▶ [Consigne]:
Pourriez-vous poursuivre le texte sur l'album écrit par Liv Kristine en reprenant juste après sa dernière phrase ?

Cet album, entièrement produit par Alexander Krull et écrit par
Liv Kristine (à l'exception du dernier titre :"The Man With a Child In His
Eyes", dont l'auteur est Kate
Bush), ne se veut pas être une pure production de Métal Gothique, en ce qu'elle ne répond pas forcément aux codes bien identifiables du genre. Il s'agit plutôt d'un savant dosage de pop-rock finement "métallisé" et d'influences électro, rock progressif, voire folk rock. Aucun rapport donc avec l'univers MS du groupe "
Leaves' Eyes" ou officient également et depuis déjà une décennie ces deux valeureux cofondateurs.

▶ [Entrées]:

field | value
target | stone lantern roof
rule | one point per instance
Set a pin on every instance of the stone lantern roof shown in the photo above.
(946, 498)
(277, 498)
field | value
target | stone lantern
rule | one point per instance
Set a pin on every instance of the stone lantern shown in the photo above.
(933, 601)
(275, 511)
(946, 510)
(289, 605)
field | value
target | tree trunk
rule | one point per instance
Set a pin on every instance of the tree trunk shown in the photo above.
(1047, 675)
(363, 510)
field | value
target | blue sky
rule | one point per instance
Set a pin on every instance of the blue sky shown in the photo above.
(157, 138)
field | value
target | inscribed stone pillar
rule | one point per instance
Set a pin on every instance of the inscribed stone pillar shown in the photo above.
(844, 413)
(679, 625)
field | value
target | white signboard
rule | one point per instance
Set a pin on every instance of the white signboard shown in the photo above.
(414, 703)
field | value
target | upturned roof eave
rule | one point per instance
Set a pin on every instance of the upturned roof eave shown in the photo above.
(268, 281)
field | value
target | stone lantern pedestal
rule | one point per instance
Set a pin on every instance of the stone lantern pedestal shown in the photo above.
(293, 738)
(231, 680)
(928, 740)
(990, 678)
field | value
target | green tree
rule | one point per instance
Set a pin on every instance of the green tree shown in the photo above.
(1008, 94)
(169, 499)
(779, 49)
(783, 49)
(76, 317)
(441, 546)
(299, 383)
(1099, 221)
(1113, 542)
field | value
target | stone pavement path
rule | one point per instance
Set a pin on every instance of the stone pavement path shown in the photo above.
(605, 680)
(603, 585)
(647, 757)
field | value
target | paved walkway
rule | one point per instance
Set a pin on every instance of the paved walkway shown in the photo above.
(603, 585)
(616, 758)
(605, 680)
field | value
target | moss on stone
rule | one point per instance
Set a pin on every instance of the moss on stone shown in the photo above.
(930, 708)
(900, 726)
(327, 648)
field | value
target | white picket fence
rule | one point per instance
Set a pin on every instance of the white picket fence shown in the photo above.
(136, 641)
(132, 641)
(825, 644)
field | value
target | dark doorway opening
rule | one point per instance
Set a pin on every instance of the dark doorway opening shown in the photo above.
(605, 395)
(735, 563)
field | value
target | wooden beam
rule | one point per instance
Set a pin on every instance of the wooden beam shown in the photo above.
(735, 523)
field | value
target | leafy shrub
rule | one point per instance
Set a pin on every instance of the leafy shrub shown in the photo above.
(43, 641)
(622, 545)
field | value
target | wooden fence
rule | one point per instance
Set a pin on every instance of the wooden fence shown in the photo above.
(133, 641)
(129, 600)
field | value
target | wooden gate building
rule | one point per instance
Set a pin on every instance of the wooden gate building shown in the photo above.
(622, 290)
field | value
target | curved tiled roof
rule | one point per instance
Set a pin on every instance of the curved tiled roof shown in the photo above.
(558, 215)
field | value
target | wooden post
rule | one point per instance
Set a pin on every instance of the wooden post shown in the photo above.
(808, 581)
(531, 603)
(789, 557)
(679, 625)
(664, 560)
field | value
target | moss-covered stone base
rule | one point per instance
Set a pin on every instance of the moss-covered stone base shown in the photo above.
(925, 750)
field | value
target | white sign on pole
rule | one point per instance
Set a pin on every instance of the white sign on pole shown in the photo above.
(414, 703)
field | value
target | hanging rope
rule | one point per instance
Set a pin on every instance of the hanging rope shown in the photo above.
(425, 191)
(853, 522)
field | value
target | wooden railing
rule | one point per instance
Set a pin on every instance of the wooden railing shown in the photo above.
--
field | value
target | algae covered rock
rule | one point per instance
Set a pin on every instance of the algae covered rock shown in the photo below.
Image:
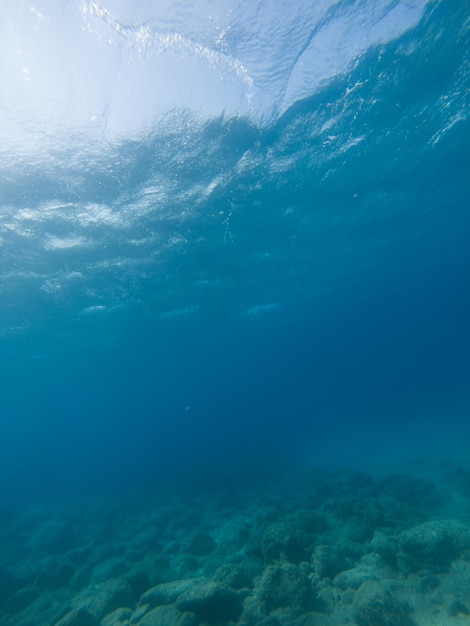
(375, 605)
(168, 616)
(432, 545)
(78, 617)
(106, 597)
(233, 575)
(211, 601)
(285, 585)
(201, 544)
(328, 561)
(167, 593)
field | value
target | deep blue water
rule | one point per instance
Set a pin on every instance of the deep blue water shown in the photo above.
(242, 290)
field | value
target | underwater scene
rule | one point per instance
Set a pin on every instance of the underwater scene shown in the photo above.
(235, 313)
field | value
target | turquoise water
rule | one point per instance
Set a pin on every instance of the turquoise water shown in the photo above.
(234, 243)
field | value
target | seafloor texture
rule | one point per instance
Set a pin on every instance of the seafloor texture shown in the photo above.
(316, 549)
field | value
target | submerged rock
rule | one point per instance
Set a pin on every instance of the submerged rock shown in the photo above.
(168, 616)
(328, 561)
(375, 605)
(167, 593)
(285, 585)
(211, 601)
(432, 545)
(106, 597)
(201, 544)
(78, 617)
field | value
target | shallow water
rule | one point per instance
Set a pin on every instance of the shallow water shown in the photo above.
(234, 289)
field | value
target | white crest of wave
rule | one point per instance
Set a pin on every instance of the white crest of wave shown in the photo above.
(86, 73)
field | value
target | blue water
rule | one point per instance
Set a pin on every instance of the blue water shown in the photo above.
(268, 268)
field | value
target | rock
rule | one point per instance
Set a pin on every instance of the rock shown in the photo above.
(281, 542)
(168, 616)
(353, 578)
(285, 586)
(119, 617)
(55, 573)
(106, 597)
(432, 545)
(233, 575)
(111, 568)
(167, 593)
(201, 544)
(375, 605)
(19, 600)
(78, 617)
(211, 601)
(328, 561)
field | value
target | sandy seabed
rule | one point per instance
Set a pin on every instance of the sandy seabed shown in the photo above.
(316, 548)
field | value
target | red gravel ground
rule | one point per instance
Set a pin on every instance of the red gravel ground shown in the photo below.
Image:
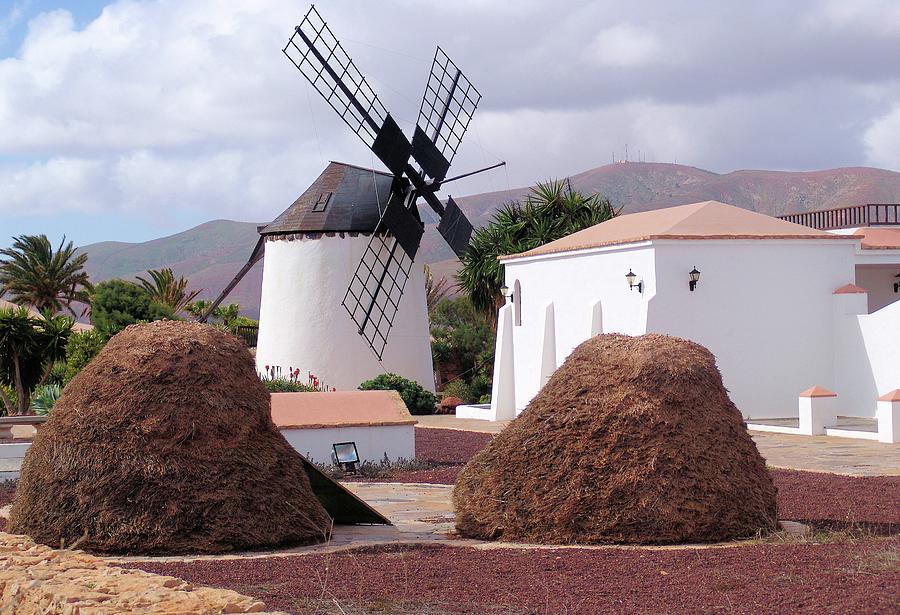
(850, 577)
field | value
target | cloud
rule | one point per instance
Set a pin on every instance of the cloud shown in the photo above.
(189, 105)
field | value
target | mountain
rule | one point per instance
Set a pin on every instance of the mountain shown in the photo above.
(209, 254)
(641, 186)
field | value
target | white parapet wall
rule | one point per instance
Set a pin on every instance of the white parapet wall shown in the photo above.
* * *
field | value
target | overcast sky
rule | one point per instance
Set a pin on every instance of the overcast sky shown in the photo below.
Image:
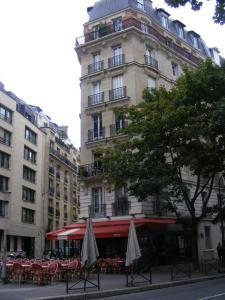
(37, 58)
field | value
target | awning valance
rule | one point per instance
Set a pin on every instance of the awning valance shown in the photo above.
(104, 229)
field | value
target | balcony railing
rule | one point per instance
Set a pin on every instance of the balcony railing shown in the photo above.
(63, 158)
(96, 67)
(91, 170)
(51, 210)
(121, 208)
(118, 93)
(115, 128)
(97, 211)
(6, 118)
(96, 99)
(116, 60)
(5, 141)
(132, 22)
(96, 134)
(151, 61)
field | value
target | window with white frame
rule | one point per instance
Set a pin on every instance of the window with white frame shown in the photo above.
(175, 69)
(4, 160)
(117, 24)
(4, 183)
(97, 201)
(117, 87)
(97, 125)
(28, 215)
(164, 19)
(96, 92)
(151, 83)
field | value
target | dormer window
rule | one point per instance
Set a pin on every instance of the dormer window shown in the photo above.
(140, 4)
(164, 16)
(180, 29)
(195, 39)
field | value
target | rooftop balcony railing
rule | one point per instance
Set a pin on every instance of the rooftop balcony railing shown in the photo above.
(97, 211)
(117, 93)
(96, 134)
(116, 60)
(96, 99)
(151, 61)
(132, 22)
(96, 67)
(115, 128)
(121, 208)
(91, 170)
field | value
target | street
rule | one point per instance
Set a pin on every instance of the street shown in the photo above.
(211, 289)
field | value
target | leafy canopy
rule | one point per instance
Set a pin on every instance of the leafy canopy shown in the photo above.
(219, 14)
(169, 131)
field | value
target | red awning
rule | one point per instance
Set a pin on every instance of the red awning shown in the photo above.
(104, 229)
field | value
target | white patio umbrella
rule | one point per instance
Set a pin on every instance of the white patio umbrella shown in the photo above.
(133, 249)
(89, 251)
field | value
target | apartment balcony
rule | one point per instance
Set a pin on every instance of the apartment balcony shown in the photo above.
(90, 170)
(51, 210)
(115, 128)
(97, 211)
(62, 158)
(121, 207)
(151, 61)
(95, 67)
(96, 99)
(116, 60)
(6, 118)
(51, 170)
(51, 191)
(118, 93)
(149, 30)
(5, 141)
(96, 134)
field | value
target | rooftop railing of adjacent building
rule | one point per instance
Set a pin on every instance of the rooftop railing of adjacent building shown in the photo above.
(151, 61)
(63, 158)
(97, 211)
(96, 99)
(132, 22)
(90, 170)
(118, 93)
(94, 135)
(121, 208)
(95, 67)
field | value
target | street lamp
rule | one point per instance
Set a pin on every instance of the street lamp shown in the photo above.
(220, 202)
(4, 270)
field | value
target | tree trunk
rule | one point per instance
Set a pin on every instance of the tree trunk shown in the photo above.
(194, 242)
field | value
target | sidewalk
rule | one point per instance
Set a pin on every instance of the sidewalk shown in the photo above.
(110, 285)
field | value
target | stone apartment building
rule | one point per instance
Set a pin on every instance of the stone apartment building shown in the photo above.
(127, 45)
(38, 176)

▶ [Réponse rédigée]:
Ce qui frappe avant tout, c'est une atmosphère satinée et tamisée marquée par la discrète mais perceptible empreinte d'une certaine Kate
Bush. C'est sur ses traces que marche et évolue ici en filigrane la "Marilyn scandinave" de la planète MS. C'est dire que l'interprétation s'opère en douceur, en souplesse, tout en nuances, le plus souvent en voix de tête plutôt qu'en puissance et en voix de gorge. Nous avons donc à l'écoute un album plein de sensibilité vocale, de subtilités instrumentales et de délicates harmonies d'ensemble.
Cependant, les 11 titres proposés ne sont pas tous de qualité comparable. On observe d'ailleurs davantage d'inspiration dans la deuxième moitié d'album que dans la première. On peut même y voir là une certaine progressivité de l'intérêt que ces titres peuvent susciter.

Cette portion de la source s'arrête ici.